◆ EXTRACT PROVIDED ◆
··········

Why does place matter in fiction?

I think the settings (in both the above senses) in a novel often contribute as much as the writing itself to the overall feel and atmosphere.  In many cases, place also gives rise to both character and story; think about To Kill a Mockingbird, or Memoirs of a Geisha – they simply could not have been set anywhere else.  To some extent this is true of many novels.

How do writers create a sense of place?

Hundreds of tiny elements make up a place and every writer’s approach will be different depending on their style and what they are trying to achieve, but much of it comes down to the basic tenets of good writing:  employing all the senses – visuals are obviously very important but so too are sounds, smells, taste; not piling on too much detail or description; creating a synergy between character/story/setting.  Tea Obreht did this in The Tiger’s Wife, where deeply rooted local traditions and beliefs bring a fascinating vibrancy to war-torn (former) Yugoslavia and enable the reader to understand the characters more fully.

Through whose eyes?

I’ve realised that there are several layers to the way locations work and are perceived.  First there’s the writer’s relationship with the place (and time) they choose – usually they know it well enough or have put in the work and research necessary to make it seem real, but I’m sure we’ve all read a few books where that wasn’t the case.  Then there are the characters: how do they relate to their environment?  Is it their own or is it unfamiliar?  Many novels include a physical as well as a narrative journey. In Sita Brahmachari’s Jasmine Skies, Mira, a British girl of nearly 15, visits India for the first time and is both enchanted by its exotic richness (as seen in the lovely photo of Kolkata by Shelley King, above) and horrified by the poverty and suffering she witnesses.  There’s always dramatic potential in the arrival of outsiders with a different perspective on things, for example, Britain as seen in the late 1940s through the eyes of Andrea Levy’s immigrants from Jamaica in Small Island or over several decades by Stephen Newman in Linda Grant’s We Had It So Good.

From places you don’t know…

Finally, there’s our response as readers, and even this is complicated.  You may be reading this in a 20th floor apartment in Hong Kong or on a farm in the Australian Outback.  What’s completely alien to one person is someone else’s everyday life.  Good writing has the power to transport the reader to places they may never see in real life, nor even want to.  I love that temporary, total immersion into an ‘other’ world.  Before reading Half of a Yellow Sun (Chimamanda Ngozi Adichie) I knew nothing at all about Nigeria or Biafra; Susanna Quinn’s Glass Geishas (7 June 2012) is both a fun read and a shocking eye-opener into the sex industry in contemporary Japan.  I’ve never been to South America but have read some evocative novels set there, such as The City of Your Final Destination by Peter Cameron, set in Uruguay.  The setting of a book doesn’t have to be attractive, it has to be vivid.  In After the Fire, A Still Small Voice, Evie Wyld shows that even harsh and unforgiving depictions (Australia/Korea/Vietnam) can be a thing of beauty.  Speaking of beauty, I’ll wait until next week’s book review to heap praise on M L Stedman for The Light Between Oceans, set on a tiny remote island off the coast of Western Australia.  Surely a first?

··········

◆ MATERIAL ◆
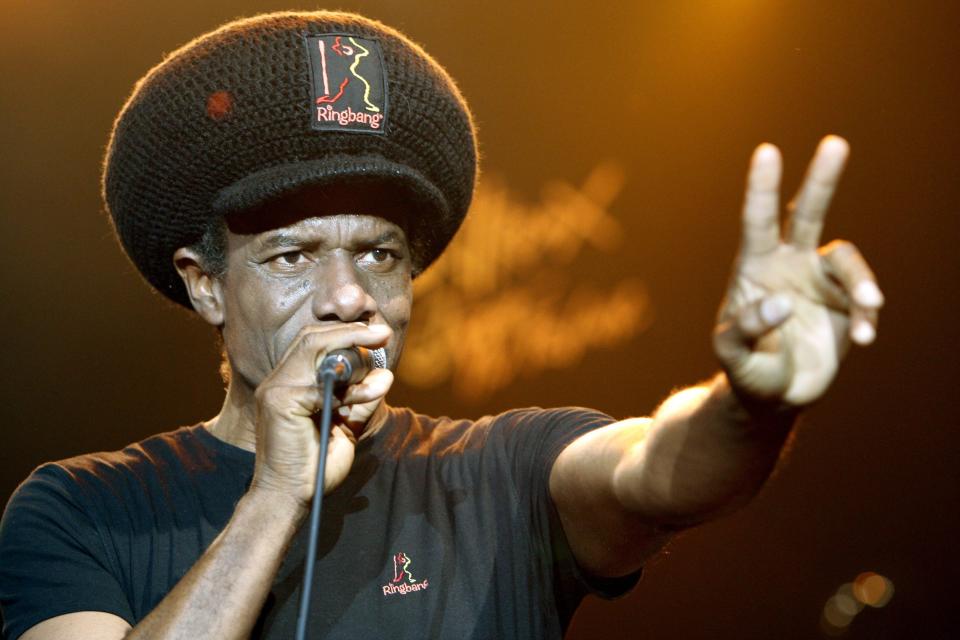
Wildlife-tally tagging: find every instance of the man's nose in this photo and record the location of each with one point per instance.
(341, 294)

··········

◆ WHAT YOU WILL DO ◆
1. In the piece on place in fiction, retype the passage that begins at the words that have "Hundreds of tiny" and stops after "characters more fully.".
2. Answer these questions from the piece on place in fiction:
(a) What country does Mira visit for the first time in Jasmine Skies?
(b) In The Tiger's Wife, what brings a fascinating vibrancy to war-torn former Yugoslavia?
(c) Which novel, set on a tiny remote island off the coast of Western Australia, will the writer praise in next week's book review?
3. Could you turn the paragraph of the piece on place in fiction that starts "Hundreds of tiny elements make up a place" into a short list that keeps its main facts?

◆ SOLUTIONS ◆
1.
Hundreds of tiny elements make up a place and every writer’s approach will be different depending on their style and what they are trying to achieve, but much of it comes down to the basic tenets of good writing:  employing all the senses – visuals are obviously very important but so too are sounds, smells, taste; not piling on too much detail or description; creating a synergy between character/story/setting.  Tea Obreht did this in The Tiger’s Wife, where deeply rooted local traditions and beliefs bring a fascinating vibrancy to war-torn (former) Yugoslavia and enable the reader to understand the characters more fully.

2.
(a) India.
(b) Deeply rooted local traditions and beliefs.
(c) The Light Between Oceans, by M L Stedman.

3.
- A place is made up of hundreds of tiny elements, and each writer's approach differs with their style and aim.
- Much of it comes down to the basic tenets of good writing:
  - using all the senses: visuals, but also sounds, smells and taste
  - not piling on too much detail or description
  - creating a synergy between character, story and setting
- Example: in The Tiger's Wife, Tea Obreht uses deeply rooted local traditions and beliefs to bring vibrancy to war-torn former Yugoslavia and help the reader understand the characters more fully.